● **Job**
Write the next part of the article below on aggregating with "querygroups() +" and "querygroups() -", starting after its last sentence.

--- Extracted text ---

"Querygroups() +" and "querygroups() -"
In this article, we walk through examples of aggregation using "querygroups() +" and "querygroups() -". To test for yourself, use the data set we provide in the prerequisite.
Prerequisites
Before attempting the following practice examples, follow these steps to upload the sample dataset:
Click on the dropdown to see the steps to upload the data.
-
Click here to download the sample data set.
-
Sign in to your ThoughtSpot account, and click the Data tab.
-
Click the more menu icon in the top-right of the screen. From the menu, select Upload data.
-
Upload the data file, either by dragging and dropping it into the field provided, or by clicking Browse your files and selecting Meetings_tiny.csv.
-
To answer Are the column names already defined in the file header?, select Yes.
-
To answer Are the fields separated by?, select Comma (,).
-
-
Select Next at the bottom right of the screen to proceed.
-
Select Next to proceed without changing the column names. For the sake of the formulas used in the examples, column names should not be changed.
-
Review the column types in Step 3 and select Upload to finish.
-
Click the search icon on the final screen of the upload process to begin a search based on the sample data set.
Aggregating across multiple levels of detail
In the basic aggregation examples, we described basic usage for group_aggregate functions and how to specify a level of detail. When using group_aggregate(), the first argument specifies the type of aggregation that should be performed, and the second argument specifies the level of detail at which it should be performed. Your group_aggregate function should be enclosed in an outer aggregation function that specifies the secondary aggregation that should be used when aggregating to a search level of detail that is coarser than the level of detail specified within the group_aggregate function.
Performing a secondary level of aggregation across disjoint levels of detail may give nonsensical results. For example, consider aggregating to the activity classification level and then "aggregating up" to the account level.

--- Material ---

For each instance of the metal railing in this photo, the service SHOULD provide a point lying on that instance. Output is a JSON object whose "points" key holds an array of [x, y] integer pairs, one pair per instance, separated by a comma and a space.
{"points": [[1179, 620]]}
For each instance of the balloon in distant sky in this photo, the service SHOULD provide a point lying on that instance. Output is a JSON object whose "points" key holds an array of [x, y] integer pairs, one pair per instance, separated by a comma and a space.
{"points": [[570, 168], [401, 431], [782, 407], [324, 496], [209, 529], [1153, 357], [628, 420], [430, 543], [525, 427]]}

---

● **Answer to this task**
Multiple accounts have multiple classes. When you aggregate to the activity classification
level, you are aggregating without including the account
level of detail. You are creating a small virtual table with two rows, one for meetings and one for calls. The row for meetings provides the total number of meetings and the row for calls provides the total number of calls.
There is no way to then "aggregate" up to the account level of detail because this virtual table is now at a level of detail that is disjoint from the account level of detail. The results you get in this case will not make sense. In this situation, where your data includes a hierarchy that needs to be maintained in order for your query to make sense, you must use the "query_groups() +" syntax.
Using "query_groups() +"
When you use "query_groups() +", you specify that you want to use the level of detail defined in the search bar and possibly add to it.
If you use query_groups() without the "+", your group_aggregate function uses exactly the level of detail specified in the search bar. This is less useful since you could get the same result without using group_aggregate(). Add arguments after the "+" to specify the additional attributes that you want to add to the level of detail specified in the search bar.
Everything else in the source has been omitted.